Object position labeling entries
'''

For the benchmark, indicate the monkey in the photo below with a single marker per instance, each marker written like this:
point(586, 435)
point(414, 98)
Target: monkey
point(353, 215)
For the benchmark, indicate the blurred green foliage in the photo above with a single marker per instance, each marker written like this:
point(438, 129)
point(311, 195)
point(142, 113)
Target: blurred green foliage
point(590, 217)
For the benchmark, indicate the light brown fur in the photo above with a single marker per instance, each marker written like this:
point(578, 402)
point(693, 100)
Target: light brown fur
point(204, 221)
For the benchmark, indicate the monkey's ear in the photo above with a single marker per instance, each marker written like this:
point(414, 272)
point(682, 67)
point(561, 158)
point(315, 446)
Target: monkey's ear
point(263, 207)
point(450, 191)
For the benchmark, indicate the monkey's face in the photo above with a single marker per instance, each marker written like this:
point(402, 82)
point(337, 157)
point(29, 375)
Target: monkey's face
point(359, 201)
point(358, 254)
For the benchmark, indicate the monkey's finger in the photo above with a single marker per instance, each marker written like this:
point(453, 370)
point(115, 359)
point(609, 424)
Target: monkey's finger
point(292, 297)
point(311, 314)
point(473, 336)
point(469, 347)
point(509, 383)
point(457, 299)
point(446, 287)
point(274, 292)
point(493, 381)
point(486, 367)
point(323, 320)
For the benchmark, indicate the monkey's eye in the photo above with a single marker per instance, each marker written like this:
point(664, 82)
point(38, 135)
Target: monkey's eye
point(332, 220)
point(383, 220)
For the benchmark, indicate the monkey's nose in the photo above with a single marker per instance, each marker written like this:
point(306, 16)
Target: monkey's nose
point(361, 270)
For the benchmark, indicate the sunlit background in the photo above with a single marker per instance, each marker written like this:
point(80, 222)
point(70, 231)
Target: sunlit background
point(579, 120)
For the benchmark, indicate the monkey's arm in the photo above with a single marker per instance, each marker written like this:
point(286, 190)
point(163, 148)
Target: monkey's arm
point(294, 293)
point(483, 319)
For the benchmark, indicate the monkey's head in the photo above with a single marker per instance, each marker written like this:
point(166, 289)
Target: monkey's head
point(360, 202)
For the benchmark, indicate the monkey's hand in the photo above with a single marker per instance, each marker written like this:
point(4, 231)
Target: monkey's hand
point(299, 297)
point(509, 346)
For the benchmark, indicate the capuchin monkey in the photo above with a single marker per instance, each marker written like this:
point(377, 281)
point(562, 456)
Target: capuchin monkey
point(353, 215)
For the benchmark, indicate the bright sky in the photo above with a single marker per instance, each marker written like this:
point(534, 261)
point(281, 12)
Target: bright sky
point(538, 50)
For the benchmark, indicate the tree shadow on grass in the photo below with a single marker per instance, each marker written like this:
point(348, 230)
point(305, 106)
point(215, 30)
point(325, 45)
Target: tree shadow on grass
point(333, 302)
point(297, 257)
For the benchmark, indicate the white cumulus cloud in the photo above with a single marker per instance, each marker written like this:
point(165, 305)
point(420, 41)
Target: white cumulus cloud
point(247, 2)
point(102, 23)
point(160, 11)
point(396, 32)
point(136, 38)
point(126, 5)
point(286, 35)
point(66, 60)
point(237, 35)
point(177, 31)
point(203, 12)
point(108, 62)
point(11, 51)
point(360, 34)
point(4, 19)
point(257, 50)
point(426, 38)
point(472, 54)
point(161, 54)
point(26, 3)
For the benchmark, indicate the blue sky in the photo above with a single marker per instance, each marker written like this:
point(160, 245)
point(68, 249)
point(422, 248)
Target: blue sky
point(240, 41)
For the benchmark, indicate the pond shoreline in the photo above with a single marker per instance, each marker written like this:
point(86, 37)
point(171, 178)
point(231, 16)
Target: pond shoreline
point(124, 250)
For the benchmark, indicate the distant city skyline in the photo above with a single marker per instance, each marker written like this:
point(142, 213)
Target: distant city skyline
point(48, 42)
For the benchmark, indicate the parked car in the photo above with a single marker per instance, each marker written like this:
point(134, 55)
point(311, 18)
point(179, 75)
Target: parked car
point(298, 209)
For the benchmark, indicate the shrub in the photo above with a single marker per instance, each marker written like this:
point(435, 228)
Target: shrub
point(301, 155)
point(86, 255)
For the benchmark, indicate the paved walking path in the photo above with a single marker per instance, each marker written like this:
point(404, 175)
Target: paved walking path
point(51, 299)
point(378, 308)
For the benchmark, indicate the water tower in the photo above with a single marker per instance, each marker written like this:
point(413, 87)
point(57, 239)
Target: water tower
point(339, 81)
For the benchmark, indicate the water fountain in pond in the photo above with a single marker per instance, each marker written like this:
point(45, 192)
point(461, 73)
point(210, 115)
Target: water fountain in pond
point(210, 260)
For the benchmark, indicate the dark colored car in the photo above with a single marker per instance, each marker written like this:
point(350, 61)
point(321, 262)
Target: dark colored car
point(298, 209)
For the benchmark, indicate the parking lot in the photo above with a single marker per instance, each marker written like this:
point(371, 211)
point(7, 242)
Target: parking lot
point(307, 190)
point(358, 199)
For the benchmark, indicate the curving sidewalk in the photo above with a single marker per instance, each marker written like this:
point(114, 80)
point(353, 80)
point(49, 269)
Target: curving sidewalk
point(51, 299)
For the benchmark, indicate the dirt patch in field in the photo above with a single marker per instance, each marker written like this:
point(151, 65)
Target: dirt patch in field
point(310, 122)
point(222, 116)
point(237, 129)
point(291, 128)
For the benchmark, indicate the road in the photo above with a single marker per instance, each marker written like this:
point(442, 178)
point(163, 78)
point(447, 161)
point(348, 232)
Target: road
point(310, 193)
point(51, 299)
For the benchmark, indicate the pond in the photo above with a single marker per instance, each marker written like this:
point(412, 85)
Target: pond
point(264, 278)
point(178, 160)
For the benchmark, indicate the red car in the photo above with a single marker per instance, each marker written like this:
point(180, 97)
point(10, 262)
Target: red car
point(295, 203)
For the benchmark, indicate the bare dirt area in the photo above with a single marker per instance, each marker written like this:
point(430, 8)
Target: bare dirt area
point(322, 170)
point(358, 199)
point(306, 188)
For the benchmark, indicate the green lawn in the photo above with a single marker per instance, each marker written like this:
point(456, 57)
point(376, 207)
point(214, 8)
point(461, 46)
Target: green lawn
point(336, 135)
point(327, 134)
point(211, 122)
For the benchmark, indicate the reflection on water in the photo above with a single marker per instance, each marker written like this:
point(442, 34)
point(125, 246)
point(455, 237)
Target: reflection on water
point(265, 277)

'''

(GOAL)
Print all of the items above again, word for word and unchanged.

(EXPECTED OUTPUT)
For the benchmark, indicate the monkey in the photo below with a single marker per instance, each marker written like this:
point(586, 435)
point(414, 98)
Target: monkey
point(353, 215)
For the benchmark, indicate the blurred green foliage in the photo above with a single marker per instance, each marker written like this:
point(438, 129)
point(311, 195)
point(142, 113)
Target: blurred green foliage
point(590, 217)
For the benchmark, indicate the light brown fur in the photo above with a single marker per instance, each marker written like this:
point(578, 402)
point(693, 100)
Target: light brown fur
point(204, 221)
For the benchmark, indicate the monkey's ear in the photo above with a single marker per instance, each marker written like this:
point(414, 272)
point(682, 67)
point(561, 158)
point(315, 446)
Target: monkey's ear
point(263, 207)
point(450, 191)
For the benchmark, indicate the monkey's face in the photo above with a single marker per instance, each marker written like this:
point(402, 82)
point(337, 157)
point(29, 375)
Target: monkey's face
point(359, 201)
point(358, 254)
For the benchmark, indicate the monkey's finger in the photo above with a single marker per instance, each marker written like this:
point(453, 370)
point(115, 359)
point(609, 424)
Target: monkey's finger
point(292, 297)
point(311, 314)
point(473, 336)
point(469, 347)
point(509, 383)
point(457, 299)
point(446, 287)
point(274, 292)
point(493, 381)
point(486, 367)
point(323, 320)
For the benchmark, indicate the monkey's eye in the photo above with a single marker per instance, each marker written like this:
point(664, 82)
point(38, 135)
Target: monkey's eye
point(332, 220)
point(383, 220)
For the benchmark, indicate the monkey's nose in the photo above with a single marker per instance, each marker written like this:
point(306, 16)
Target: monkey's nose
point(361, 270)
For the benchmark, indicate the sunlit background in the photo above with a single marker per instance, each marker written like this:
point(80, 222)
point(70, 231)
Target: sunlit background
point(579, 120)
For the benchmark, indicate the monkey's arm in the photo above with a single marker per instance, each marker written like this:
point(286, 190)
point(163, 148)
Target: monkey's arm
point(294, 293)
point(483, 319)
For the benchmark, indicate the monkey's head in the photo above with a single marker per instance, each marker written like this:
point(166, 289)
Target: monkey's head
point(360, 202)
For the benchmark, indicate the monkey's hand in the photo above with a single marker per instance, each marker written like this:
point(4, 231)
Target: monkey's hand
point(299, 297)
point(509, 346)
For the benchmark, indicate the capuchin monkey in the photo above with a single marker per instance, each marker written like this:
point(377, 281)
point(562, 456)
Target: capuchin monkey
point(353, 215)
For the benchmark, indicate the bright sky in the photo above with a single marker per instance, each marker written like this:
point(534, 261)
point(281, 12)
Target: bright sky
point(538, 50)
For the benchmark, indicate the tree shadow on grass in the photo below with a single marker per instance, each marker written like this:
point(348, 230)
point(305, 106)
point(215, 30)
point(325, 45)
Target: tree shadow on grass
point(333, 302)
point(297, 257)
For the benchmark, indicate the white cumulus cloud in the photo above with a single marker per instance, each marker written like this:
point(165, 305)
point(420, 41)
Target: white cumulus cloud
point(247, 2)
point(102, 23)
point(160, 11)
point(396, 32)
point(136, 38)
point(126, 5)
point(286, 35)
point(66, 60)
point(237, 35)
point(177, 31)
point(203, 12)
point(108, 62)
point(11, 51)
point(360, 34)
point(4, 19)
point(257, 50)
point(426, 38)
point(472, 54)
point(161, 54)
point(26, 3)
For the benchmark, indicate the blue sky in the photo above with a single marker per instance, each marker written like this:
point(160, 245)
point(68, 249)
point(422, 248)
Target: blue sky
point(240, 41)
For the benchmark, indicate the pond shoreline in the photo above with a single marker per instance, each marker written like this:
point(86, 37)
point(171, 178)
point(231, 16)
Target: pond shoreline
point(124, 250)
For the benchmark, indicate the distant city skyline in the photo above with a single marker per instance, each marker written like this:
point(142, 213)
Target: distant city skyline
point(48, 42)
For the benchmark, indicate the parked car in the photo above with a single marker per instance, each marker written like this:
point(134, 55)
point(311, 18)
point(179, 75)
Target: parked car
point(298, 209)
For the benchmark, indicate the shrub in the photo above with a single marker per instance, each marker written like this:
point(435, 228)
Target: shrub
point(301, 155)
point(86, 255)
For the benchmark, indicate the paved walking path in the photo above with a single marker per instance, each marker written like this:
point(404, 175)
Target: paved walking path
point(51, 299)
point(378, 308)
For the benchmark, indicate the water tower in the photo above with a single marker per instance, each marker written like this:
point(413, 87)
point(57, 239)
Target: water tower
point(339, 81)
For the benchmark, indicate the water fountain in pond in the photo above with a single marker per instance, each marker written like this:
point(45, 192)
point(461, 73)
point(210, 115)
Target: water fountain in pond
point(210, 260)
For the benchmark, indicate the dark colored car in the photo above with a single marker per instance, each marker written like this:
point(350, 61)
point(321, 262)
Target: dark colored car
point(298, 209)
For the benchmark, indicate the parking lot in the photo above with a single marker per instance, each marker written like this:
point(371, 211)
point(7, 242)
Target: parking lot
point(307, 190)
point(358, 199)
For the benchmark, indicate the curving sidewalk in the photo above with a single marker per instance, each marker written like this:
point(114, 80)
point(353, 80)
point(49, 269)
Target: curving sidewalk
point(51, 299)
For the benchmark, indicate the dirt patch in field in the photo above with a single marker per instance, each marker written like this:
point(151, 65)
Target: dirt patch in field
point(310, 122)
point(222, 116)
point(237, 129)
point(291, 128)
For the benchmark, indicate the road in the photo above with a single marker per instance, each marker written like this:
point(442, 178)
point(163, 78)
point(447, 161)
point(348, 232)
Target: road
point(310, 193)
point(51, 299)
For the benchmark, indicate the pond in the photo above with a single marker per instance, each marker written like this:
point(412, 85)
Target: pond
point(264, 278)
point(178, 160)
For the benchmark, indicate the red car in the photo above with a single marker per instance, each marker written like this:
point(180, 97)
point(10, 262)
Target: red car
point(295, 203)
For the benchmark, indicate the bare dirt area in the photo above with a single marker per instance, each marker written like this:
point(430, 8)
Target: bare dirt area
point(322, 170)
point(358, 199)
point(306, 188)
For the benchmark, indicate the green lawn in the photo above with a single marker per instance, each marker written like this:
point(456, 57)
point(376, 207)
point(214, 8)
point(461, 46)
Target: green lawn
point(336, 135)
point(327, 134)
point(211, 122)
For the benchmark, indicate the reflection on water in the photo above with a single marker per instance, each marker written like this:
point(442, 34)
point(125, 246)
point(455, 237)
Target: reflection on water
point(265, 277)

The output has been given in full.